Exercise directions:
Please pull out every line in the items below that contains the word "blue" and copy each one in full. Case counts.

Materials provided:
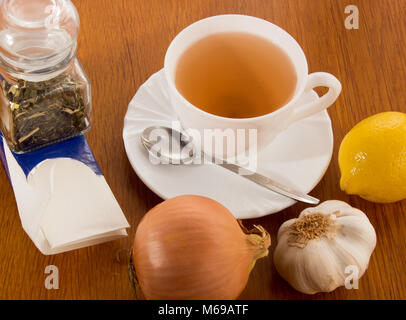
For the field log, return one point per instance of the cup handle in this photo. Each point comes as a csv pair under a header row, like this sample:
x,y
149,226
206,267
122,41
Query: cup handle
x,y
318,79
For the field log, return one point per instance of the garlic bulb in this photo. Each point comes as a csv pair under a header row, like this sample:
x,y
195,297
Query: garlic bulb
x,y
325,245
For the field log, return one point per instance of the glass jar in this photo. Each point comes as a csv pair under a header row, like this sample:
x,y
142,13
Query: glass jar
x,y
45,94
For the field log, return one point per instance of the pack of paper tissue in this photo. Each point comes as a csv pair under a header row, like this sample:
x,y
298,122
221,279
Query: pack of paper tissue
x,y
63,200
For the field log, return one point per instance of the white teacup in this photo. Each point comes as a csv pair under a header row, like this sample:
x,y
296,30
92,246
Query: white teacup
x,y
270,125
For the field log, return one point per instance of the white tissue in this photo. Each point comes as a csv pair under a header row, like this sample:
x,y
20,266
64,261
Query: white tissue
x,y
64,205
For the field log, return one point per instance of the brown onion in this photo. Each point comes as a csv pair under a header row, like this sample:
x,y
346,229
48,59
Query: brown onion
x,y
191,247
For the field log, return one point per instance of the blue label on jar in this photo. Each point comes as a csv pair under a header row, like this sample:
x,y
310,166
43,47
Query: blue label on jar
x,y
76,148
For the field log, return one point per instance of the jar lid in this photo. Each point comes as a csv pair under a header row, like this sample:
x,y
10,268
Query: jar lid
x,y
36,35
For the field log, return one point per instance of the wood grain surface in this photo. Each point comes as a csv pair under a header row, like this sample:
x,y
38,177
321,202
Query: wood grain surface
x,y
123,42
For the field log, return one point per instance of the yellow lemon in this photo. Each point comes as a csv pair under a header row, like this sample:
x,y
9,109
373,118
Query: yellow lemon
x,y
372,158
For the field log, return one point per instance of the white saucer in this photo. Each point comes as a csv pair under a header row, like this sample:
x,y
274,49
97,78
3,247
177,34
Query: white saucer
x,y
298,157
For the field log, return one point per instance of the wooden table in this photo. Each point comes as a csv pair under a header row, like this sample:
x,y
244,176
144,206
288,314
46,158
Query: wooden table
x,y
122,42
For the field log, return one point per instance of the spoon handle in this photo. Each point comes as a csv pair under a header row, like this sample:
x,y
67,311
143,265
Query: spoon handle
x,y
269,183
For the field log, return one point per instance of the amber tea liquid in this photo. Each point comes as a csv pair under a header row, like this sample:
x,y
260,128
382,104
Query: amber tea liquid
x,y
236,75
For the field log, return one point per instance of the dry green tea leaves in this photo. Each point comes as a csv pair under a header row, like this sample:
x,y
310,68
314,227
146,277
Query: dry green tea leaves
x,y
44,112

--

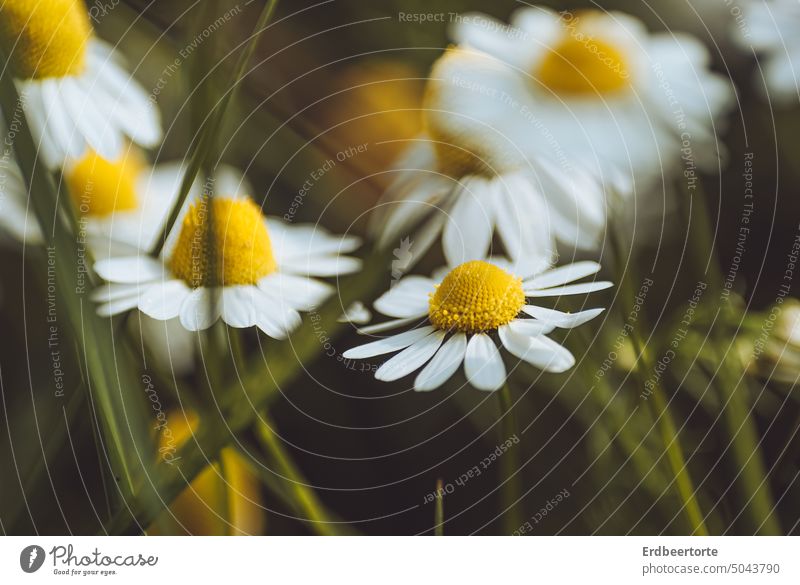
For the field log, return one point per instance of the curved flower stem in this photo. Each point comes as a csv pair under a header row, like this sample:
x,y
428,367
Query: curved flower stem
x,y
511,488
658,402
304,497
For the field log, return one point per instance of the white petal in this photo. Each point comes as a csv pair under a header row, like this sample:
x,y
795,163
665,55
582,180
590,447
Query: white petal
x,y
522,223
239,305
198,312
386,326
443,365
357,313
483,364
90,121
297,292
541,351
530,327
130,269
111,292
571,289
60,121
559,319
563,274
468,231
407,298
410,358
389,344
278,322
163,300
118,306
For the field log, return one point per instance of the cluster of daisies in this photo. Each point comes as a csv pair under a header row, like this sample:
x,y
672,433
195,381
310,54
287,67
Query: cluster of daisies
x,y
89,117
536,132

Expected answer:
For the field log, return one point per instance of the blue label on jar in this photo. Each point comes as a csv pair under a header row, like this sample:
Query: blue label on jar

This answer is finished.